* _Sayfa alıntısı_
- - - - -

UZLAŞMA KÜLTÜRÜ..
Eklenme: 6/24/2020 12:00:00 AM

En büyük nimet ve kazanımdır.. Devletlerin de, toplumların da, olmazsa olmazı olmalıdır; uzlaşma kültürü..

Hem kurumsal, hem de toplumsal dirliğin lokomotifiyle; işlem sahibi, olması gerekir

İcrası tüm dinamiklerin, birliğini ve dirliğini temin eder..

İstikrar yönünde can suyu..

***

Barışın da, kardeşliğin de, huzurun ve birlikteliğin; koruma kalkanıdır

Ekonomik, sosyal ve siyasal zenginliğin de temel kazanımlarında koruyucu ve kollayıcı sihirli anahtarıdır

Ve bu anahtar her sorunun çözümsel yönde kilidini açandır

***

İşte, Diyarbakırımızın özeline ilişkin bu anahtar, dün olduğu gibi bugün de şart diyorum..

Ki, her seçim, her atama, her kurumsal değişiklikte, en hassas duygularla, bunu ifade ediyorum..

Şehrimizin özeline ilişkin uzlaşı ve kent milliyetçiliği perspektifinde, kurumsal bir uzlaşı kültürü daha bir dinamik şekilde, faal olması şart..

***

Bu kültürün, somuta ermesi için de; özellikle ortak aklın misyon alması lazım..

Sac ayakları; bellidir..

Valiliktir.. Belediyelerdir.. Kumu kurumlarıdır.. Sivil Toplum Örgütleridir.. Kanaat önderleridir.. Yazılı ve görsel yönde fikir beyan edenlerdir..

Yani özetle, kentin tüm dinamikleri ortak aklın masasında olmalı ve etrafında buluşabilmeleridir

***

Bu uzlaşı kültürü kurumsal bir kimlik kazandığı her coğrafyayı ihya etmiştir..

Kent adına, kentteki yaşayanlar adına; çözülmeyen sorun yoktur, ki kalmaz da..

- - - - -

* _Öğeler_
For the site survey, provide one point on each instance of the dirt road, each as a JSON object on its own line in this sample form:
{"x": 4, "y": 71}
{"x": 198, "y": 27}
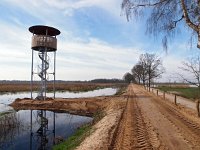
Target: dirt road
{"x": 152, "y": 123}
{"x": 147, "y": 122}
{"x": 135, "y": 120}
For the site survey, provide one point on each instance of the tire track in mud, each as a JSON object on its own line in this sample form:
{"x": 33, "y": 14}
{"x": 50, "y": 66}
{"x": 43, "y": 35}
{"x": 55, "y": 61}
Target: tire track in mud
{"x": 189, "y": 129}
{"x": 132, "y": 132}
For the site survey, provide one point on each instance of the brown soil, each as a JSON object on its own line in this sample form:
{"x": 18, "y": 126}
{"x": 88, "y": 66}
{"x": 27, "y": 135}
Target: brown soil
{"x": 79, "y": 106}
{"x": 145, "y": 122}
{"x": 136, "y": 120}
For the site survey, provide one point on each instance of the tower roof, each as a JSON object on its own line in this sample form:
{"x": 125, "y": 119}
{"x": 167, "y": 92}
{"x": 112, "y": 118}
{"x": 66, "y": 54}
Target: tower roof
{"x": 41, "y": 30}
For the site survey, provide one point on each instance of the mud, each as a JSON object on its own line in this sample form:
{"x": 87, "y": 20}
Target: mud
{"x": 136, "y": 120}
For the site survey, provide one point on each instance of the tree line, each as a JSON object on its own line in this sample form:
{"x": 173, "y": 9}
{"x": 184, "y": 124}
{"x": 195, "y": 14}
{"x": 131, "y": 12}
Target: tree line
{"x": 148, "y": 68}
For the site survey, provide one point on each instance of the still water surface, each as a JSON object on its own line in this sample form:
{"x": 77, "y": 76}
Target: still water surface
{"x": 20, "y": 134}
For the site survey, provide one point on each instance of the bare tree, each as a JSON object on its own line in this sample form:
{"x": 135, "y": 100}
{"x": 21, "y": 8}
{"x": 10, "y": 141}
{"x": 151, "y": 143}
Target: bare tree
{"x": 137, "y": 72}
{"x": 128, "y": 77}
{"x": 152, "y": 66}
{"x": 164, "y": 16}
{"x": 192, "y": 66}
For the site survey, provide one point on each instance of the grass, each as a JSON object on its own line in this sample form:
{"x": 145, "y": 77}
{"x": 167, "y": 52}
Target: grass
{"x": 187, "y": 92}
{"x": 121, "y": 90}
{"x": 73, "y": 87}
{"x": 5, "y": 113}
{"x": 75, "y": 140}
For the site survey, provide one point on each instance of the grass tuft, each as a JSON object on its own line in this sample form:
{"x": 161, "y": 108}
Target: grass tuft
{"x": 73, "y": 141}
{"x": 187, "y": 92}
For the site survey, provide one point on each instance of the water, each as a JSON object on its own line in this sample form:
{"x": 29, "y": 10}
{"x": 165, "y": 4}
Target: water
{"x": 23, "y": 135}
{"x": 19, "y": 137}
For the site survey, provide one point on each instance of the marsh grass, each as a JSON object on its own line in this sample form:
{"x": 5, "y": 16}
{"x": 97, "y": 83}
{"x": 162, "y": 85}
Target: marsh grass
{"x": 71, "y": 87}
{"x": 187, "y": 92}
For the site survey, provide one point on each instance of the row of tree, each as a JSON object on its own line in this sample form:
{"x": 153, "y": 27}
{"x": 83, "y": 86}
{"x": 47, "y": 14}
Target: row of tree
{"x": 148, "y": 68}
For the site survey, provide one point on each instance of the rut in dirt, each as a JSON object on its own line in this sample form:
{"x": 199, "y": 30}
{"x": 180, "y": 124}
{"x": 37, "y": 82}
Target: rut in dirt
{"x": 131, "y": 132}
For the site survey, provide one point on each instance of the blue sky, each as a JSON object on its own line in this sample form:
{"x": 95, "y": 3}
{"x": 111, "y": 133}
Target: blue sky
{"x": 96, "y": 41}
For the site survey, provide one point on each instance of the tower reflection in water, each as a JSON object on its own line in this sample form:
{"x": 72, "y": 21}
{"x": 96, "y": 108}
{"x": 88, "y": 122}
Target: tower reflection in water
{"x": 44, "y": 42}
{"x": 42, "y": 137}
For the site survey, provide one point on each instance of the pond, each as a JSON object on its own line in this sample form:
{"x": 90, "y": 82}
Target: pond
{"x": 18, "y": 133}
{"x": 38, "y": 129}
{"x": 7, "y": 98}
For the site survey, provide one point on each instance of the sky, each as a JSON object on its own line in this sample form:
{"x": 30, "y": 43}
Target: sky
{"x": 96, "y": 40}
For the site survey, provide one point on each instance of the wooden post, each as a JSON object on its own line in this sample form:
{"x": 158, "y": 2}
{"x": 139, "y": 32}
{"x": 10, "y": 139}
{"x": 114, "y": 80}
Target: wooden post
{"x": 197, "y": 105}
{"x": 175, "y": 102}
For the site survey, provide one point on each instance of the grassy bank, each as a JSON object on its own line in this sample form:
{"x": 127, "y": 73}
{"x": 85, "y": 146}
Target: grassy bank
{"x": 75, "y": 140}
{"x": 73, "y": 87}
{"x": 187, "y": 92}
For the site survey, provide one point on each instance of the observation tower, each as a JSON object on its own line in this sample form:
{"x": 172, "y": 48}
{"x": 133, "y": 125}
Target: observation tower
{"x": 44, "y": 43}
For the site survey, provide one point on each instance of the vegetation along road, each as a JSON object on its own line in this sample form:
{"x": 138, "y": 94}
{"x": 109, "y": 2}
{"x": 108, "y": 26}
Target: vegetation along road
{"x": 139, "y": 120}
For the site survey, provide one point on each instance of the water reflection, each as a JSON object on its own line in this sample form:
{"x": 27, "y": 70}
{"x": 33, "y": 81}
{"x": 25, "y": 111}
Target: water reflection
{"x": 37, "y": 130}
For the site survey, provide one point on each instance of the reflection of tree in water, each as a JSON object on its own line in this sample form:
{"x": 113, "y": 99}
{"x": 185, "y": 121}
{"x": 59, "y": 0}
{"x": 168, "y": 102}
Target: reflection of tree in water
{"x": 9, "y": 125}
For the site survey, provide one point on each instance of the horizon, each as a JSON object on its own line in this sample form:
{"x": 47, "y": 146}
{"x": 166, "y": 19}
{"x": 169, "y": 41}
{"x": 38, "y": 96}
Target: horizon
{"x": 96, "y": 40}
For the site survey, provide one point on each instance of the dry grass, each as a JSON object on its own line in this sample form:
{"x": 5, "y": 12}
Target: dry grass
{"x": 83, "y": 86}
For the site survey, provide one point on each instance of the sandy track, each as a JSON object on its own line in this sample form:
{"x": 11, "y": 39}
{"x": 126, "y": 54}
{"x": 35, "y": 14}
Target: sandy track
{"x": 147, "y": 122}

- - - - -

* _İstenen iş_
Uzlaşma kültürü üzerine yazıyı, gösterilen son cümleden sonrasını yazarak sürdürün.

* _Aşağıdaki çıktı_
çünkü eldeki o uzlaşı kültürü sihirli anahtar misali, her kapıyı açar

Denir ya, kendi göbeğini kendisi keser

Diyarbakırımızın bu minvalde; kendine has bir süreç başlatmalıdır

***

İstişare..

İstişare..

İstişare..

Ve yine istişare!

Denmeli, demeliyiz!

***

İl Valimiz Münir Karaloğlunun bu minvalde, efor sarf edici, öncü isim olacağına inanıyorum..

Ki olmalıdır da

Ve, bir önceki Vali Hasan Basri Güzeloğlunun bıraktığı bir miras var..

***

Karaloğlu devir aldığı Valilik ve Belediye Bayrağını, daha bir yüksek katmanla, dalgalandırmalıdır

Sokağa sahip çıkmak ve sokağın nabzına vakıf olmak için; halk buluşmalarına özellikle önem vermelidir

Demli çay sohbetlerini icra etmelidir..

***

çünkü Şehrin kısır döngü girdabı olan, siyasal gündemiyle artık boğdurmamak gerekir..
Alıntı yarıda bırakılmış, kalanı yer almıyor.